# TEXTAUSSCHNITT
/---
Countdown für neue "Grundsicherung": Womit Bürgergeld-Empfänger rechnen müssen

Die Spitzen von CDU und SPD hoffen, am Mittwochabend endlich eine Einigung in Sachen Bürgergeld-Reform zu erzielen. Ab 17 Uhr tagt der Koalitionsausschuss beider Parteien. Die Unstimmigkeiten zwischen den Hauptverhandlern, der Arbeitsministerin Bärbel Bas und CDU-Generalsekretär Carsten Linnemann, sollen dort beigelegt werden. 

Koalitionskrach: SPD mit Abwicklung des Bürgergelds unzufrieden

Erst nach einer Einigung im Koalitionsausschuss kann das Vorhaben im Bundeskabinett und danach im Bundestag und Bundesrat beschlossen werden. Momentan ist das Bundesarbeitsministerium von Bärbel Bas beauftragt, einen Entwurf für die Verhandlungen zu erarbeiten. Dessen Eckpunkte seien bereits auf höchster Ebene zwischen CDU und SPD abgestimmt worden. Nach Informationen von FOCUS online lag bei den Verhandlern bis Ende vergangener Woche noch kein Referentenentwurf des Ministeriums vor.

Die Zeit drängt: Bundeskanzler Friedrich Merz hatte im Interview auf n-tv eine erste Einigung noch in dieser Woche angekündigt. Möglicherweise gebe es noch einige Nacharbeiten in der kommenden Woche. Dafür müssten die beiden Bundestagsfraktionen noch einbezogen werden. „Spätestens nächste Woche“ stehe die neue "Grundsicherung". So soll das Bürgergeld künftig heißen. Unklar ist, wie die bisherige Grundsicherung in das System implementiert wird.
\---
# ZU LÖSENDE AUFGABEN
A. Gib im Textausschnitt zur Bürgergeld-Reform die Stelle von „Koalitionskrach: SPD mit“ bis „des Ministeriums vor.“ wortgetreu wieder.
B. Ab wie viel Uhr tagt laut dem Textausschnitt zur Bürgergeld-Reform der Koalitionsausschuss von CDU und SPD?

# EXTRAHIERTE EINTRÄGE
/---
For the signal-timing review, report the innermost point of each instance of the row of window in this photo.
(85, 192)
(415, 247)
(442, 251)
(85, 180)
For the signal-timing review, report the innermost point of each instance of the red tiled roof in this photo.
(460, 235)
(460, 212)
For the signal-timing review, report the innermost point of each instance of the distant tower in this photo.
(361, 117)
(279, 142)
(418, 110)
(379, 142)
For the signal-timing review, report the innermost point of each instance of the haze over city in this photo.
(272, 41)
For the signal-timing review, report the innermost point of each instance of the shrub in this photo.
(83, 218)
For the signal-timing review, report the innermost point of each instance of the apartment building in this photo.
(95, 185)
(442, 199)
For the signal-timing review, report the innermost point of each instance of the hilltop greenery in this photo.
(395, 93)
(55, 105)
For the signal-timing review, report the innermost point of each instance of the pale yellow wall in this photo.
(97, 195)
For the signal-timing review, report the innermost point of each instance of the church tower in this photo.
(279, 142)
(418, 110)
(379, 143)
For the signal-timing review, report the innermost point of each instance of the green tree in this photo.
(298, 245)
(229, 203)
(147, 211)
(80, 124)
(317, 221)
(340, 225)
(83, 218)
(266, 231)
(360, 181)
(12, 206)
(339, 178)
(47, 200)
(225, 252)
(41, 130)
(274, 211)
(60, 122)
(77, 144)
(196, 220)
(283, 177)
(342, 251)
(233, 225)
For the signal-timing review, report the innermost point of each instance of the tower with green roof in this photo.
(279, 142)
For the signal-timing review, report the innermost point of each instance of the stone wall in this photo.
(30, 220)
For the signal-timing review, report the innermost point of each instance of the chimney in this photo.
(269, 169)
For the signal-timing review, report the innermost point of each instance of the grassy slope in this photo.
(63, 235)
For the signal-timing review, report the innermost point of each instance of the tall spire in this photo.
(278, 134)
\---
# ANTWORTEN
A.
Koalitionskrach: SPD mit Abwicklung des Bürgergelds unzufrieden

Erst nach einer Einigung im Koalitionsausschuss kann das Vorhaben im Bundeskabinett und danach im Bundestag und Bundesrat beschlossen werden. Momentan ist das Bundesarbeitsministerium von Bärbel Bas beauftragt, einen Entwurf für die Verhandlungen zu erarbeiten. Dessen Eckpunkte seien bereits auf höchster Ebene zwischen CDU und SPD abgestimmt worden. Nach Informationen von FOCUS online lag bei den Verhandlern bis Ende vergangener Woche noch kein Referentenentwurf des Ministeriums vor.

B. Ab 17 Uhr am Mittwochabend.